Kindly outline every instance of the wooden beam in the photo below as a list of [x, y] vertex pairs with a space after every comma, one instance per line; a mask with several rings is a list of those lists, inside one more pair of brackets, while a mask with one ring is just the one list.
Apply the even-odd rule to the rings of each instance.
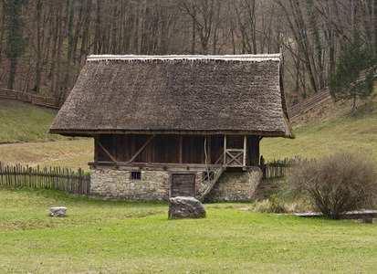
[[224, 165], [226, 164], [226, 134], [224, 134]]
[[244, 136], [244, 166], [246, 166], [246, 145], [247, 145], [247, 136]]
[[94, 136], [94, 162], [99, 162], [99, 148], [97, 146], [97, 142], [99, 140], [99, 134], [95, 134]]
[[[207, 138], [207, 163], [211, 163], [211, 135], [205, 135], [205, 138]], [[206, 148], [204, 148], [206, 149]]]
[[99, 147], [105, 152], [106, 154], [108, 154], [108, 156], [111, 159], [112, 162], [114, 162], [116, 164], [118, 164], [117, 160], [115, 160], [114, 157], [112, 157], [111, 153], [109, 153], [109, 151], [102, 145], [102, 143], [100, 143], [99, 139], [97, 138], [97, 143], [99, 145]]
[[183, 162], [183, 137], [182, 135], [179, 136], [179, 163]]
[[127, 161], [127, 163], [131, 163], [133, 160], [136, 159], [137, 156], [139, 156], [139, 154], [144, 150], [144, 148], [148, 145], [148, 143], [150, 143], [150, 142], [152, 140], [153, 140], [154, 136], [156, 136], [156, 134], [152, 135], [147, 142], [145, 142], [145, 143], [136, 152], [135, 154], [133, 154], [132, 157], [131, 157], [131, 159], [129, 161]]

YOUR INSTRUCTIONS:
Put each line of the listing above into a Markdown table with the columns Row and Line, numbering the rows and skipping blank lines. Leave the picture out.

EXERCISE OUTPUT:
| Row | Line |
|---|---|
| 1 | Kindly outline every instance of the wooden beam in the photo below as a list of [x, y] vertex pairs with a space after every comma, one instance per line; a mask with several rings is a list of those lists, inside one more pair of brackets, while a mask with one ring is just the one list. |
| 2 | Apply the even-odd rule to the rings of each instance. |
| 3 | [[224, 165], [226, 164], [226, 134], [224, 134]] |
| 4 | [[244, 136], [244, 166], [246, 166], [246, 145], [247, 145], [247, 136]] |
| 5 | [[94, 136], [94, 162], [99, 162], [99, 148], [97, 146], [97, 142], [99, 140], [99, 134], [95, 134]] |
| 6 | [[[207, 138], [207, 163], [211, 163], [211, 135], [205, 135], [205, 138]], [[206, 148], [204, 148], [206, 149]]] |
| 7 | [[99, 147], [105, 152], [106, 154], [108, 154], [108, 156], [111, 159], [112, 162], [114, 162], [116, 164], [118, 164], [117, 160], [115, 160], [114, 157], [112, 157], [111, 153], [109, 153], [109, 151], [102, 145], [102, 143], [100, 143], [99, 139], [97, 138], [97, 143], [99, 145]] |
| 8 | [[183, 162], [183, 137], [182, 135], [179, 136], [179, 163]] |
| 9 | [[127, 161], [127, 163], [131, 163], [133, 160], [136, 159], [137, 156], [139, 156], [139, 154], [144, 150], [144, 148], [148, 145], [148, 143], [150, 143], [150, 142], [152, 140], [153, 140], [154, 136], [156, 136], [156, 134], [152, 135], [147, 142], [145, 142], [145, 143], [136, 152], [135, 154], [133, 154], [132, 157], [131, 157], [131, 159], [129, 161]] |